## Texto proporcionado
= = = = = = =
Tiro. Esta maravillosa ciudad de 200 mil habitantes que fuera hogar de los fenicios, los griegos y los romanos (aquí se encuentra el mayor hipódromo romano del mundo), y que tiene un aire definitivamente mediterráneo con su pequeño puerto de pescadores y sus plácidas callejuelas flanqueadas por casas de piedra que desembocan inexorablemente en el mar, será mi base. Desde el hotel Al Farná, en el que se alojaron más de treinta periodistas extranjeros durante el conflicto bélico, partiré en busca de las historias. Aquí me he parapetado con una pila de artículos de periódicos y varios libros como La guerra fallida de Israel contra Hezbolá del corresponsal de Le figaró Renaud Girard y The 33-Day War: Israel’s War on Hezbollah in Lebanon and Its Consequences de Michel warschawski y Gilbert Achcar (uno favorable a la guerra, y el otro, crítico). Contento, en buena medida, de haber regresado a este bellísimo país en mejores circunstancias.
= = = = = = =
## Líneas de datos
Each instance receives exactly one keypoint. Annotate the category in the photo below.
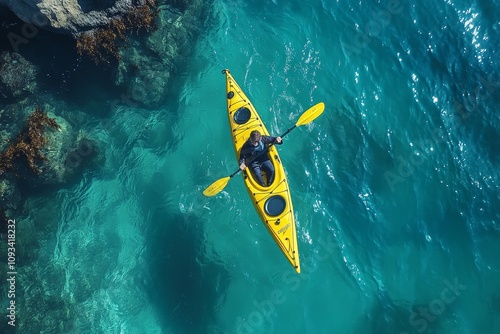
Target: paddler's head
(255, 137)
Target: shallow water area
(395, 186)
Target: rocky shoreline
(40, 69)
(142, 75)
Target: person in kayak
(253, 150)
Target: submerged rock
(17, 76)
(68, 16)
(147, 64)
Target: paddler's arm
(243, 154)
(271, 139)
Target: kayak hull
(273, 203)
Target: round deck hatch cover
(275, 205)
(242, 115)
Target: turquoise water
(395, 186)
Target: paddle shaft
(264, 151)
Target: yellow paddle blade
(311, 114)
(216, 187)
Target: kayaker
(252, 151)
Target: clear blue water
(395, 187)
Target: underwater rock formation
(53, 157)
(68, 17)
(17, 76)
(147, 64)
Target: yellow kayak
(273, 203)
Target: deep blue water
(395, 186)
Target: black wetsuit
(259, 159)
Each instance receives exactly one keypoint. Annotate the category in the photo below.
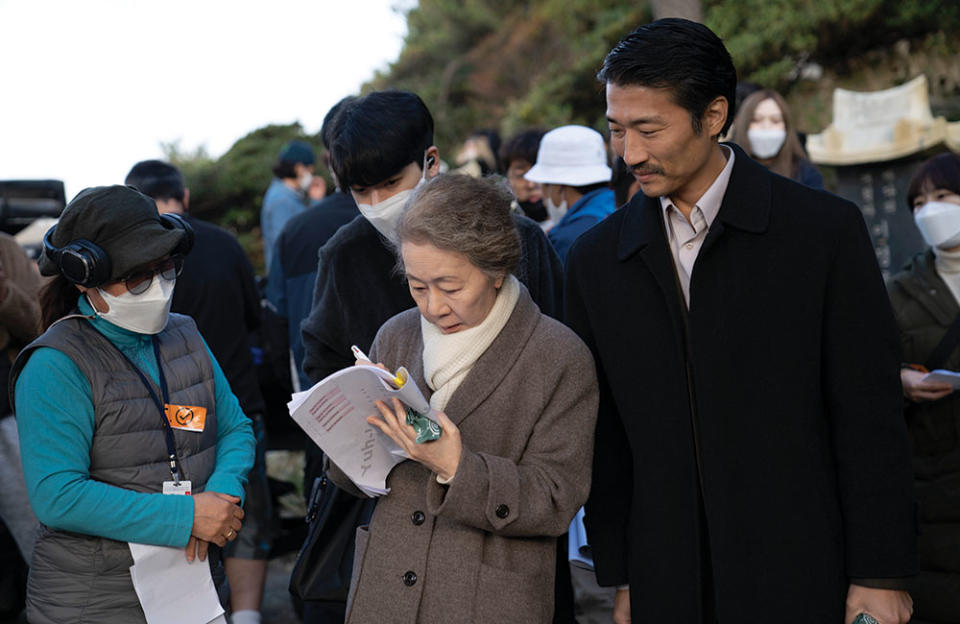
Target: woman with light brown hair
(468, 530)
(764, 128)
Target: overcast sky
(92, 86)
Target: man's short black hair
(521, 146)
(680, 55)
(377, 135)
(328, 120)
(160, 180)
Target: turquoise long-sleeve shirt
(55, 419)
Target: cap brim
(569, 175)
(141, 247)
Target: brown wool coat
(483, 548)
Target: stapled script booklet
(334, 414)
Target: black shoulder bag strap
(945, 347)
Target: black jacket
(217, 289)
(775, 401)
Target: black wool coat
(777, 396)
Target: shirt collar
(709, 202)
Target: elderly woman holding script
(468, 529)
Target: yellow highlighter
(399, 378)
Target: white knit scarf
(448, 358)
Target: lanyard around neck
(172, 456)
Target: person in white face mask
(128, 428)
(925, 297)
(572, 169)
(764, 129)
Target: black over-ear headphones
(87, 264)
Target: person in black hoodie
(217, 289)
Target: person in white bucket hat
(572, 167)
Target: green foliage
(229, 190)
(770, 39)
(508, 65)
(512, 65)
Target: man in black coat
(293, 268)
(752, 463)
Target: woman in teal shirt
(118, 403)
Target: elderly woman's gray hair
(469, 216)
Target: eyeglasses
(139, 281)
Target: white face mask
(146, 313)
(555, 211)
(939, 223)
(766, 143)
(386, 214)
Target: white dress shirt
(686, 237)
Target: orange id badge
(186, 417)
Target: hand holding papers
(334, 414)
(943, 376)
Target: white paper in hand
(943, 376)
(334, 414)
(171, 589)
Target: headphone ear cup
(84, 263)
(174, 221)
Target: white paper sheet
(171, 589)
(334, 414)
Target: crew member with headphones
(97, 397)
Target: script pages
(334, 414)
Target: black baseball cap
(120, 220)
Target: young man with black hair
(217, 289)
(752, 463)
(381, 148)
(293, 268)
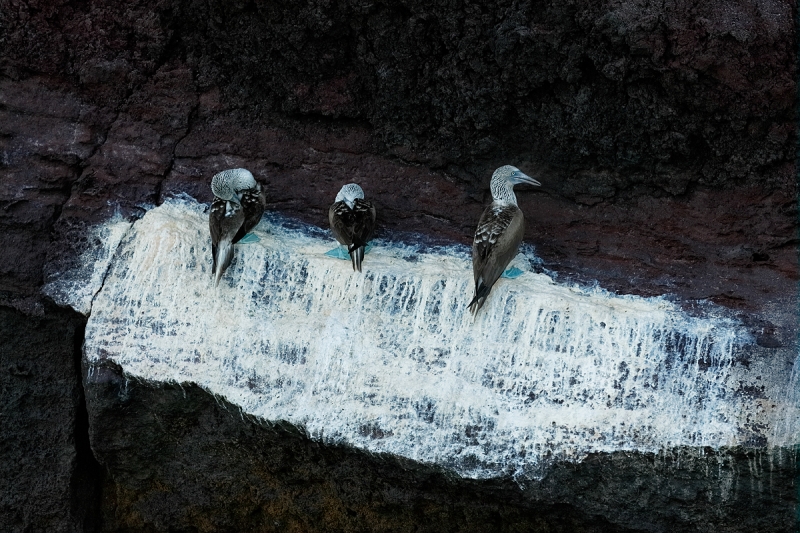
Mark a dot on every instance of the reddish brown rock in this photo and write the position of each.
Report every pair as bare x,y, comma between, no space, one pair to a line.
664,135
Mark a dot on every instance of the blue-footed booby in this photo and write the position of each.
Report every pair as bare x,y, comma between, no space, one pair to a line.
237,208
352,220
499,232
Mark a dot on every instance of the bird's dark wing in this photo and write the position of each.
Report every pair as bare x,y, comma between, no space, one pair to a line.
253,204
341,218
497,239
363,228
224,220
363,221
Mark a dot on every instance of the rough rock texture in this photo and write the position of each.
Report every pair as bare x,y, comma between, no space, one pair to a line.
181,479
664,135
50,476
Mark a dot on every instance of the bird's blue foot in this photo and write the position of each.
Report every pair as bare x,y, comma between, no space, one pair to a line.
512,273
249,238
340,252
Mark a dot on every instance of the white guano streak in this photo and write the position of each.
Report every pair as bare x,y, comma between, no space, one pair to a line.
391,361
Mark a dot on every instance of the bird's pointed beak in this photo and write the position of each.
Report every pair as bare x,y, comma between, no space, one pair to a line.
520,177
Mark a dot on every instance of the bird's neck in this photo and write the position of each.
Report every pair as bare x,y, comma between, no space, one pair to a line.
503,193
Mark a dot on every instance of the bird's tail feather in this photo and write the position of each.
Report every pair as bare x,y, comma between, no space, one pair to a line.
356,252
481,292
222,260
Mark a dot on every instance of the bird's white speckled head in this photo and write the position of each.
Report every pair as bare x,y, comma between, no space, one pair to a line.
349,193
503,181
227,184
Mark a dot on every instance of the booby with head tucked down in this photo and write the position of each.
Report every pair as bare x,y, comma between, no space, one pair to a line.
237,208
499,232
352,220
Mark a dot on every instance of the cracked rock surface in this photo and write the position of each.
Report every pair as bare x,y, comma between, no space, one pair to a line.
664,136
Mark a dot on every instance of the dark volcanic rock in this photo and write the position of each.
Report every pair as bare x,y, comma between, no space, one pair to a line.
50,477
173,449
664,135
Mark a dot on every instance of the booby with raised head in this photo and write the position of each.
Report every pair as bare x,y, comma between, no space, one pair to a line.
237,208
499,232
352,220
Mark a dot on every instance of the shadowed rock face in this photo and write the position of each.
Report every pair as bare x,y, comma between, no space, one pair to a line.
182,479
664,136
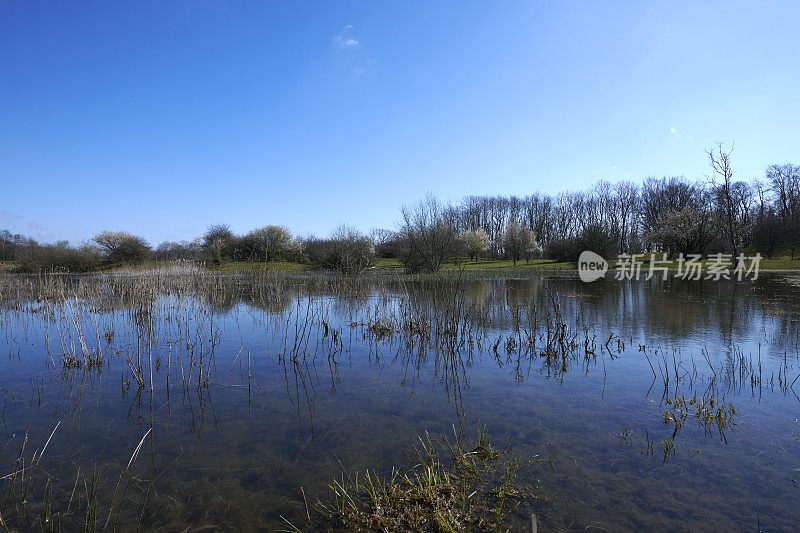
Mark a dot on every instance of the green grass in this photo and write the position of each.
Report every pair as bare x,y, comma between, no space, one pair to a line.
454,484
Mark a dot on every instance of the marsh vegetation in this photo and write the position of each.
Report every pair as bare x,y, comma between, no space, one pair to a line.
183,397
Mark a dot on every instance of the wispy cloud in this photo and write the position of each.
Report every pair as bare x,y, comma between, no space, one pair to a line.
676,133
344,39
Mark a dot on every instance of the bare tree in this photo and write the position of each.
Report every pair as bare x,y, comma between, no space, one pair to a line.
720,161
122,247
428,237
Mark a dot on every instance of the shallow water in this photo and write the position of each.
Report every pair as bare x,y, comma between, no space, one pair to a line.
246,420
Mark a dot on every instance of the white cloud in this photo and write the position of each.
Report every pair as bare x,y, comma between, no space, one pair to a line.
346,42
676,133
343,40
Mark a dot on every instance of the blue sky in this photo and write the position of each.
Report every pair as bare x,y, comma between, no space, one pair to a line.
161,118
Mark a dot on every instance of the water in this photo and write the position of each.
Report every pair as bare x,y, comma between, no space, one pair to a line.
243,425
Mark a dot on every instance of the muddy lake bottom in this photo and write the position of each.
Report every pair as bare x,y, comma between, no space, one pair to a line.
176,401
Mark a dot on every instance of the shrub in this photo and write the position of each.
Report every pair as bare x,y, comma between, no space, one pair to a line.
119,247
348,251
60,258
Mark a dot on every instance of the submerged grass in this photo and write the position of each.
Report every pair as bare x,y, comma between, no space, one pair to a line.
455,483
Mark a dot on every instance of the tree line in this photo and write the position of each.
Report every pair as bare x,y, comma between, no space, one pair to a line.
671,214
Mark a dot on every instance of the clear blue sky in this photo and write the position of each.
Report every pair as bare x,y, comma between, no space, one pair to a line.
162,117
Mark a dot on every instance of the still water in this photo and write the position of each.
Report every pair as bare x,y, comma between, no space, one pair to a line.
251,401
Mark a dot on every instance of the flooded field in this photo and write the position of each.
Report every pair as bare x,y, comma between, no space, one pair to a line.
= = = = = = =
## Instrucciones
**A.** Según el texto sobre Tiro, ¿en qué hotel se alojaron más de treinta periodistas extranjeros durante el conflicto bélico?
**B.** Retoma el texto sobre Tiro y continúalo a partir de su última oración.
Las líneas no hacen falta para resolver las tareas.

## Respuestas del ejercicio
**A.** En el hotel Al Farná.

**B.**
Muchos interrogantes. Mientras conduzco me pregunto cómo será la situación en estos momentos. Y cómo la observaré con la distancia de once meses. Lo que encontré el año pasado después de la guerra me conmovió profundamente, me hizo sentir indignación, dolor. No comprendía cómo Israel, con el permiso del «mundo desarrollado», había golpeado de semejante manera a la población civil. Me parecía no sólo inmoral, sino estratégicamente absurdo, contraproducente, como bien señaló el informe del juez israelí Winograd. La campaña de castigo colectivo articulada por Ehud Olmert tras el secuestro del soldado hebreo Gilad Shalit, que narro en mi libro Llueve sobre Gaza, extendida y magnificada sobre el Líbano, sin distinción entre combatientes y no combatientes, entre chiíes, drusos, cristianos o sunníes. Todos pagaron por el secuestro de Hezbolá de dos soldados en la frontera aquel nefando 12 de julio de 2006. Y el Partido de Dios salió aún más reforzado que en el año 2000, tras la retirada de las tropas ocupantes hebreas.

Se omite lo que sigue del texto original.